Reproduce the whole listing below exactly.

=== Section Start ===

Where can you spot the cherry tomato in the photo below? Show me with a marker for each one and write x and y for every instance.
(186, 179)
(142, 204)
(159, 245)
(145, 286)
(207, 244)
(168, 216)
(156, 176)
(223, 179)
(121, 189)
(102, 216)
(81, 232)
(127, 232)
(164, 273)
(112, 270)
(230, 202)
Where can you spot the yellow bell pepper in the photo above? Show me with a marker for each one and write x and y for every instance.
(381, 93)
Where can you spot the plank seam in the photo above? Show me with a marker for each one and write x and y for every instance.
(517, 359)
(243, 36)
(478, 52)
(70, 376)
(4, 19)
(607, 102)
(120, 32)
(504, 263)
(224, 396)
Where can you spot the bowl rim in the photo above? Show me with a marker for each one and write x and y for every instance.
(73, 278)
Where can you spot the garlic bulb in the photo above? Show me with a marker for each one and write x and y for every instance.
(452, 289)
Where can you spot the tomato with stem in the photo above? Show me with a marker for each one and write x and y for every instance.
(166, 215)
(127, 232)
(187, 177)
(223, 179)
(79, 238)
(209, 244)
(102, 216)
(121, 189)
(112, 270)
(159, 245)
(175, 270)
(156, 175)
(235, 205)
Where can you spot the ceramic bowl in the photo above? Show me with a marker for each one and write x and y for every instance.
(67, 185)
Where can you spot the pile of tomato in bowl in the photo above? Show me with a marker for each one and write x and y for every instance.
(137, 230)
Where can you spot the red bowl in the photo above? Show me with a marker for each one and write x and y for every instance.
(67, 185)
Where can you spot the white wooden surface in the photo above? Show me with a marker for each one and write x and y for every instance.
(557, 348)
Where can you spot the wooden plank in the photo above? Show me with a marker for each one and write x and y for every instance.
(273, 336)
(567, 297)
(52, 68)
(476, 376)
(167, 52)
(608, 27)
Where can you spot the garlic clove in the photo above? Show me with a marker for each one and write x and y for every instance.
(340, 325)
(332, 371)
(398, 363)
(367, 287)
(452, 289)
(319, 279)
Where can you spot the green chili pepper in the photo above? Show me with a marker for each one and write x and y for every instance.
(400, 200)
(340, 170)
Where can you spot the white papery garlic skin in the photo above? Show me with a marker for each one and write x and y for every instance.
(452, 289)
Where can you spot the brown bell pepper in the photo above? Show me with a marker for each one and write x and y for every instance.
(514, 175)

=== Section End ===

» **Result below**
Where can you spot the cherry tomato in the photo below? Show me with a marker for each one and write x and y for every instance.
(186, 179)
(142, 204)
(159, 245)
(145, 286)
(207, 244)
(168, 216)
(156, 176)
(223, 179)
(121, 189)
(102, 216)
(81, 232)
(127, 232)
(164, 273)
(112, 270)
(230, 202)
Where can you spot the yellow bell pepper in the photo above? Show me with a marker for each one and write x and y for every instance.
(381, 93)
Where can you spot the plank seam in the photo above? Show me with a marker for each one and write x and y for every instance.
(517, 359)
(243, 36)
(478, 52)
(70, 376)
(4, 19)
(607, 102)
(120, 32)
(504, 263)
(224, 396)
Where can you spot the bowl rim in the photo above? Show me with a marker for each one and write x and y for every instance.
(73, 278)
Where can you spot the garlic bulb in the photo above? Show me with a marker for each one and write x and y for every instance.
(452, 289)
Where can you spot the tomato with stem in the photo above? Show me with a marker for each one and write x and y for every instance.
(166, 215)
(127, 232)
(187, 177)
(223, 179)
(79, 238)
(209, 244)
(102, 216)
(121, 189)
(112, 270)
(159, 245)
(175, 270)
(156, 175)
(235, 205)
Where can you spot the ceramic bowl in the photo above? Show me with a marker for each one and write x and y for every instance.
(67, 185)
Where can you spot the pile of tomato in bowl in the photo above? Show me with a marker for each one and write x and y for every instance.
(137, 230)
Where can you spot the red bowl in the photo above? Show me with a marker for each one and write x and y for every instance.
(67, 185)
Where can you spot the white wooden surface in the photo above? Show me with a marker for each one and write x and y for every instance.
(557, 348)
Where can you spot the wooden plank in the photo above? Show me with a marker for each one and write x and y for every instance.
(273, 336)
(567, 297)
(52, 68)
(476, 376)
(167, 52)
(608, 27)
Where can you spot the garlic clove in the photo above? Show me with a marker for each one and write x and y for every instance.
(340, 325)
(332, 371)
(398, 363)
(367, 287)
(452, 289)
(319, 279)
Where can you spot the green chili pepper in the photo above? Show me with a marker for each one and write x and y for every instance.
(400, 200)
(340, 170)
Where can you spot the white papery garlic skin in the photo above? Show me with a marker for each one and write x and y for every instance.
(452, 289)
Where can you spot the brown bell pepper in the photo above? Show me with a marker for each one and write x and y for every instance.
(514, 175)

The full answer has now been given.